======== Source extract

At 60, there’s a hint of nostalgia about him, as if somewhere along the way he slipped out of a Peter Lorre movie and can’t quite find his way back to those times when the best part of his craft and the arousal it evoked were a swatch of silky fabric, a sliver of imagination and the mystery of the unseen.

Egypt’s best dancers have worn his costumes, women who can earn up to $3,000 for a single show. He knows the nightclubs, the orchestras, the bartenders, the discreetly sipped drink, the scent of the water pipe, and that feeling when the lights go down and the tables fall quiet as the tabla drum sounds and the silhouette appears, sometimes in high heels, sometimes not.

“Tastes change, beauty stays the same,” he says. “But, you know, the golden days of belly dancing are gone. It’s deteriorating all over Egypt. Most of my costumes are exported. This country has many dancers, but the quality is poor. I blame these music videos. They’re harming belly dancing. You get this director who hires five or six girls, dresses them in belly dancer outfits, but they’re not professional. They can’t dance. But people see them on TV and they get hired in clubs. This is what’s wrong.”

================
======== Entries provided

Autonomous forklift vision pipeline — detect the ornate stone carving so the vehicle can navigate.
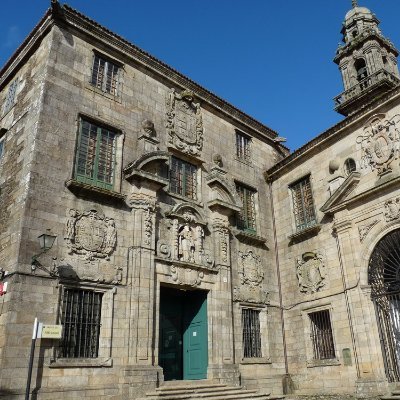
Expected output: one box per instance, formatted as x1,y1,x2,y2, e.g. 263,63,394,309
170,265,204,287
238,250,264,287
125,193,156,211
357,114,400,175
358,219,379,242
233,286,270,304
142,119,156,137
64,206,117,261
297,252,326,293
385,197,400,222
166,89,203,155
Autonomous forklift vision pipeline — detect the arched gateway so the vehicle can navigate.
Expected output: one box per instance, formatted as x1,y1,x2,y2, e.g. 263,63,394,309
368,229,400,382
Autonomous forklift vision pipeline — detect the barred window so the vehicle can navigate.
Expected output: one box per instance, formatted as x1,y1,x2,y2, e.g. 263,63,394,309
308,310,335,360
290,176,317,231
60,288,103,358
236,132,251,162
169,157,197,200
90,54,120,96
236,184,256,232
3,79,18,114
75,119,117,189
242,308,262,358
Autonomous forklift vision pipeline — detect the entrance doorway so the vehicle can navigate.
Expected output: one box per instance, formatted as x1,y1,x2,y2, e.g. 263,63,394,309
159,287,208,381
368,230,400,382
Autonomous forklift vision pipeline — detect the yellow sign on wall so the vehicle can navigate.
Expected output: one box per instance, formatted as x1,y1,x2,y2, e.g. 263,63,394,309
42,325,62,339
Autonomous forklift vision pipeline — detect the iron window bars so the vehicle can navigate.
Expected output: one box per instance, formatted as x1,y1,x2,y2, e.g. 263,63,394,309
236,184,256,233
236,132,251,162
90,54,120,96
169,157,197,200
242,308,262,358
60,288,103,358
290,176,317,231
308,310,335,360
3,79,18,114
75,119,117,190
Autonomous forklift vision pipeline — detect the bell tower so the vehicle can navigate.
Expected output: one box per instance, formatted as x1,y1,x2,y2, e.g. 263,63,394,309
334,0,400,116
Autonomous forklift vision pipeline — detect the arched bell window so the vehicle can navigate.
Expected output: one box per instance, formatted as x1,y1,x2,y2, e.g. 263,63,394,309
354,58,368,82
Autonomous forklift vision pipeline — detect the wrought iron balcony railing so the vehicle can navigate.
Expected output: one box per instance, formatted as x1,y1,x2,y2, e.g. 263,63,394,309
334,69,400,108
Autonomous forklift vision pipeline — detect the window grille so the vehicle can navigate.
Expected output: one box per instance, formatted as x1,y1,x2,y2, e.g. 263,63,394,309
75,119,117,189
308,310,335,360
290,177,317,230
90,54,120,96
3,79,18,114
344,158,357,175
236,185,256,232
242,308,262,358
60,288,103,358
169,157,197,200
236,132,251,162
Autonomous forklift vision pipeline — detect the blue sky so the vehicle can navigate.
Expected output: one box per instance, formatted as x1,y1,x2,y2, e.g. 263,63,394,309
0,0,400,150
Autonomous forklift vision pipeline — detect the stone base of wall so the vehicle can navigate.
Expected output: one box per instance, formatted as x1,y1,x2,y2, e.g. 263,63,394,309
207,364,240,386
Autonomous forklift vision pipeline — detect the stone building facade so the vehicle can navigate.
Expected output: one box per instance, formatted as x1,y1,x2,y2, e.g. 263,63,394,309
0,1,400,399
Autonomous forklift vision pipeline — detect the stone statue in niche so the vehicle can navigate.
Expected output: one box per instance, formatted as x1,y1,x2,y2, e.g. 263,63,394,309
297,252,326,294
64,206,117,261
385,197,400,222
239,250,264,287
357,114,400,175
166,89,203,155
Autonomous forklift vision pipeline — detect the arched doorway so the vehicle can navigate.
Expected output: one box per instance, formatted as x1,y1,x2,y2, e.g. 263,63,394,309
368,230,400,382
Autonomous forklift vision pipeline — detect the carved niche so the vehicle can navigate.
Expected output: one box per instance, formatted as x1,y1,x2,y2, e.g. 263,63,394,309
357,114,400,175
157,204,214,268
64,206,117,262
297,252,326,294
166,89,203,155
358,219,379,243
385,197,400,222
233,250,268,304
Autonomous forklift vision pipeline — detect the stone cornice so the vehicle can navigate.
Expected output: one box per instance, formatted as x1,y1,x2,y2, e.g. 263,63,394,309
266,86,400,181
55,5,288,150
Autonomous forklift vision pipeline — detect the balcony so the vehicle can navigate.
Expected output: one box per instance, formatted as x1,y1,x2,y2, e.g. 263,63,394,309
334,69,400,116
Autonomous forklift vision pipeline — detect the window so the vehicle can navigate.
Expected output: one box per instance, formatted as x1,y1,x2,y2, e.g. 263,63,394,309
344,158,357,175
3,79,18,114
308,310,335,360
90,54,120,96
169,157,197,200
75,119,117,190
236,184,256,232
290,176,317,231
236,132,251,162
242,308,262,358
60,288,103,358
0,129,7,160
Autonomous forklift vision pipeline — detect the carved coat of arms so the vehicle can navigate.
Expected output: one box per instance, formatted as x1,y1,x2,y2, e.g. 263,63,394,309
297,252,326,293
64,207,117,261
357,114,400,175
166,89,203,155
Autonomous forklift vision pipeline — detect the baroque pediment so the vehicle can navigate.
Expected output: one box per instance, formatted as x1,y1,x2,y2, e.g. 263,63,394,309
320,172,361,214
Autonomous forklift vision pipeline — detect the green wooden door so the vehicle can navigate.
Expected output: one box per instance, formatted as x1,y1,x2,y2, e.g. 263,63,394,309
159,288,208,381
183,291,208,379
159,293,183,381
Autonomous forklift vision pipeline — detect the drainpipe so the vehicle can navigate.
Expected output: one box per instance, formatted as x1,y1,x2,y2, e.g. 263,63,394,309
266,178,291,394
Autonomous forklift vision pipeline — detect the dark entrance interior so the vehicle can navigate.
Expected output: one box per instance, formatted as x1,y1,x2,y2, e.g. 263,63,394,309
159,287,208,381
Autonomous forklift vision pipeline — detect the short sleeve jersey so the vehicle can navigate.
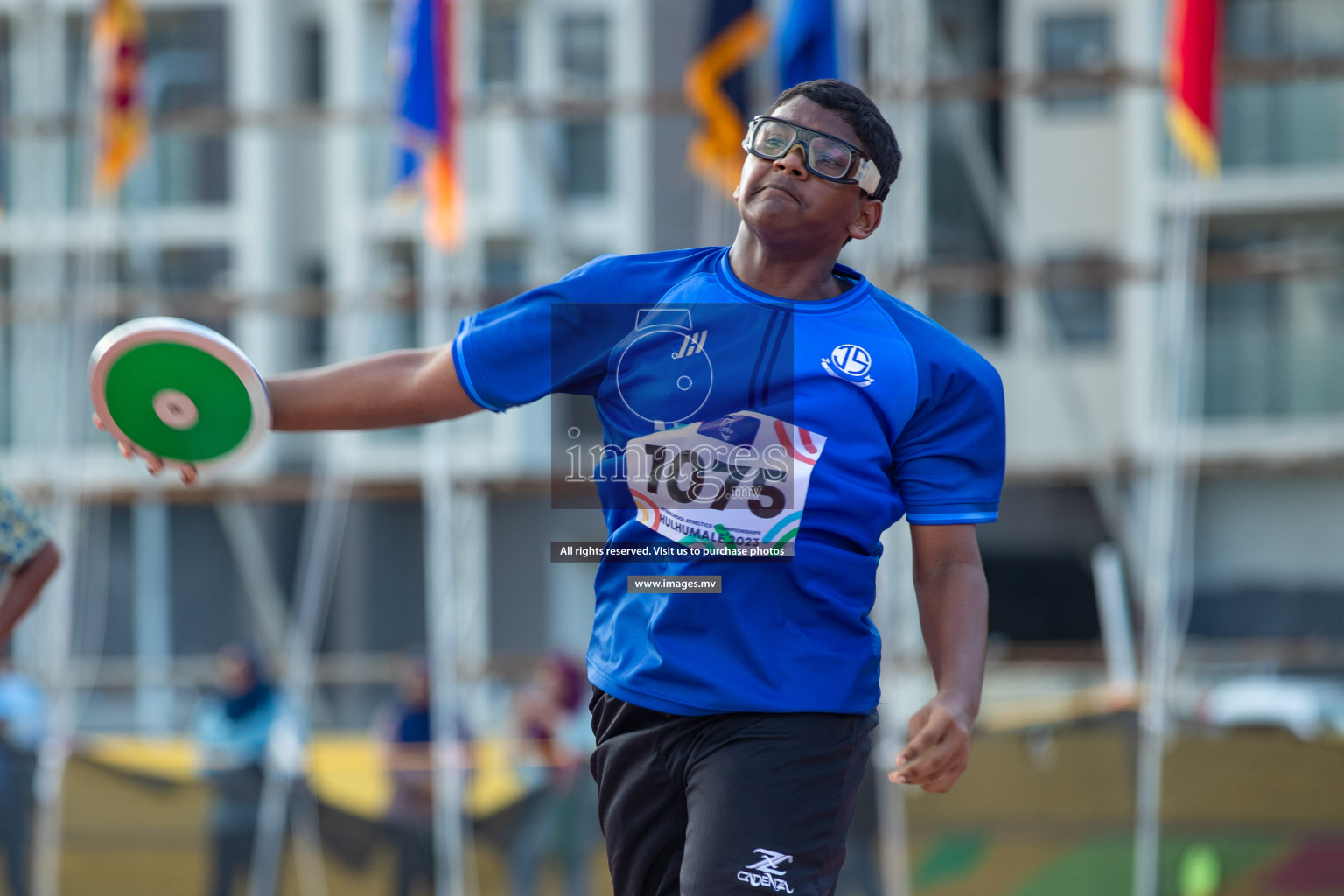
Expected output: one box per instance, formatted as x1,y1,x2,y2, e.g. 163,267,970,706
453,247,1004,715
0,482,51,574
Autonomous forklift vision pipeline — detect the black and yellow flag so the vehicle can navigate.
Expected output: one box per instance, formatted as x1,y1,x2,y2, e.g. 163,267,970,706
682,0,770,195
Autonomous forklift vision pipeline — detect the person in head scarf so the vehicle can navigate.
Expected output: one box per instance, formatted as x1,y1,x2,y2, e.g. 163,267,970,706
196,640,279,896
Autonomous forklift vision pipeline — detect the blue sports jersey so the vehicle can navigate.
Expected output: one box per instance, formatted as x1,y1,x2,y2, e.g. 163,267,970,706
453,247,1004,715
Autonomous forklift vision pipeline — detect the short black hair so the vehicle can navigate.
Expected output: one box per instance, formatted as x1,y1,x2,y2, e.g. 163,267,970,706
767,78,900,201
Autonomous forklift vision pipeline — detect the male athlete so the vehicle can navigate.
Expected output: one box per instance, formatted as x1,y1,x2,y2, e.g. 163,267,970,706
104,80,1004,896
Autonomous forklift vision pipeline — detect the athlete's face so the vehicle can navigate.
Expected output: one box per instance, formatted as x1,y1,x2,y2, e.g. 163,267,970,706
732,97,882,243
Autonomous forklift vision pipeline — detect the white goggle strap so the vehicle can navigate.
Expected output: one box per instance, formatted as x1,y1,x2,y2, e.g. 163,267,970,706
855,158,882,196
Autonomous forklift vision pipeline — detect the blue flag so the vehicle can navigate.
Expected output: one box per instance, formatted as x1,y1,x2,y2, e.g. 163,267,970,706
778,0,840,90
393,0,462,248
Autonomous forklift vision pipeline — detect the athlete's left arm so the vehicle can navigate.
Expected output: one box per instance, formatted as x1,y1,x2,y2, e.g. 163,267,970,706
890,525,989,793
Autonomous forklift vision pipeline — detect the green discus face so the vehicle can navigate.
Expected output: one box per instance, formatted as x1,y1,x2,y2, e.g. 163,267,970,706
103,342,253,464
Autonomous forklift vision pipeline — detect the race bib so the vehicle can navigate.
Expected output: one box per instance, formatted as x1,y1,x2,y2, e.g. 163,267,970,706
625,411,827,556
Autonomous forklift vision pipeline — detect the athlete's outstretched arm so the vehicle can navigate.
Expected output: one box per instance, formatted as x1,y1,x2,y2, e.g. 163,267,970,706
890,525,989,793
266,342,481,430
93,342,481,482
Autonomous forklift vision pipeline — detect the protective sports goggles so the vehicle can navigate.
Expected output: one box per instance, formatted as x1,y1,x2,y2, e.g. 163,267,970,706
742,116,882,198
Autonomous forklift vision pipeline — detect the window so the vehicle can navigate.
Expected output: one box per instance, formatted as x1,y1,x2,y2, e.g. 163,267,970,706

================

■ **Task to complete**
Continue the passage about the aging belly-dance costume maker in Egypt, starting after its last sentence.

■ **Response below**
Even Mohammed Ali Street, the fabled strip of belly dancing, is not what it used to be. The artists have slipped away to other neighborhoods, leaving behind upholsterers and tailors, men with swift hands and steady feet working vintage Singer sewing machines. It’s a street that shows you a lot, but tells you little, a street of sweat and wrinkled cotton suits, of crinkled newspapers and rambling conversations, a tiny cramped universe shared by cucumber sellers, the ancient professors and the fast-talking cellphone salesmen.

“I began as a costume designer on this street when I was 16, but I’ve been in and out of nightclubs since I was 9,” Diaa Eddin says. “I was a loser at school. But if I hadn’t been a loser back then I wouldn’t be famous today. . . . Sometimes a woman will come to me today. She wants an outfit, but she doesn’t have big breasts, so I have to do a bit of cosmetic surgery on the costume to make her look bigger.”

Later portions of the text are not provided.